**Tareas pendientes**
**1.** Copia de nuevo el texto empezando por "Veo al viejo" y siguiendo hasta "asco de gentuza!", y sustituye "bastón" por "cayado".
**2.** Según el texto, ¿qué vende la ciega de la esquina?

**Extracto del documento**
......
¿Veo?
Veo al viejo hablando con un árbol y pienso – Esté está esquizofrénico por lo menos. – Veo a la loca del barrio blandiendo su bastón y gritando “Aquí no hay más que putas, ladrones y maricones” sin parar, mientras camina sin rumbo por la calle, y pienso – Ya está la loca esa otra vez. – Veo a la ciega de la esquina que vende cupones, insultando a todo el que pasa porque no le compran ninguno. Al final tira con rabia su bastón al suelo, y pienso – Esta tía está como una cabra. – Veo al yonqui tirado en el descampado, la jeringuilla colgando todavía del brazo, y pienso – ¡Qué asco de gentuza!
Lo que no veo es a la niña de la que abusaba cada noche su padrastro; al niño maltratado en su casa, y después en la escuela por sus propios compañeros, cada maldito día de su infancia; al soldado que ha visto las vísceras de sus camaradas esparcidas por el suelo después del fuego de mortero, y que nunca dejará de oír sus gritos por la noche; al transexual a la que su padre echó de casa por maricón, a quien gustan apalear de vez en cuando algunos vecinos de su pueblo; a la mujer a la que violaban en aquella guerra lejana mientras otros miembros del pelotón se entretenían, esperando su turno, asesinando al resto de su familia.
......
**Contenido de datos**
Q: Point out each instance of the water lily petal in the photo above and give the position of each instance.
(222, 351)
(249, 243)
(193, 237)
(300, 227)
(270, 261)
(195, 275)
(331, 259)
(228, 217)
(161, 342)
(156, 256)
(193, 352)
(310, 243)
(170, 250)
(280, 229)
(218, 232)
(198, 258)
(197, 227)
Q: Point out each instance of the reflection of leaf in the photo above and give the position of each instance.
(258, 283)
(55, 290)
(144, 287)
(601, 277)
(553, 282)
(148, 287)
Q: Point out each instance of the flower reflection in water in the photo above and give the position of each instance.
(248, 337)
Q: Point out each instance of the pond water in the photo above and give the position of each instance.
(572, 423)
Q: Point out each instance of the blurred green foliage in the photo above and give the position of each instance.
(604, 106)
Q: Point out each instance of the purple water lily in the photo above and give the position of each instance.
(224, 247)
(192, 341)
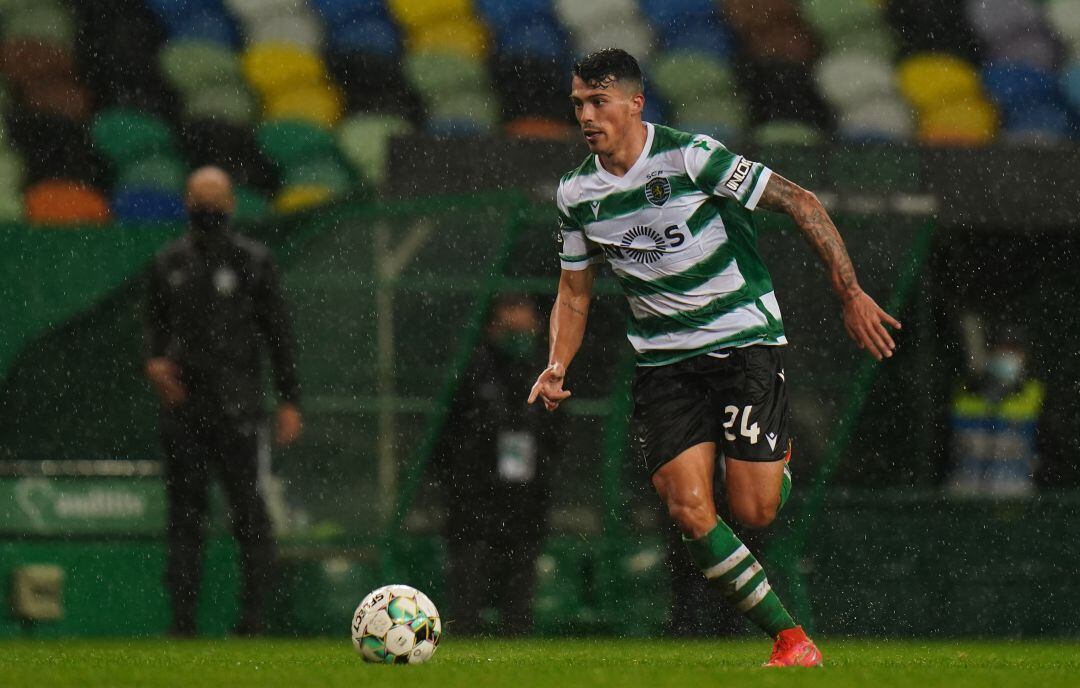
......
**Resultados**
**1.**
Veo al viejo hablando con un árbol y pienso – Esté está esquizofrénico por lo menos. – Veo a la loca del barrio blandiendo su cayado y gritando “Aquí no hay más que putas, ladrones y maricones” sin parar, mientras camina sin rumbo por la calle, y pienso – Ya está la loca esa otra vez. – Veo a la ciega de la esquina que vende cupones, insultando a todo el que pasa porque no le compran ninguno. Al final tira con rabia su cayado al suelo, y pienso – Esta tía está como una cabra. – Veo al yonqui tirado en el descampado, la jeringuilla colgando todavía del brazo, y pienso – ¡Qué asco de gentuza!

**2.** Cupones.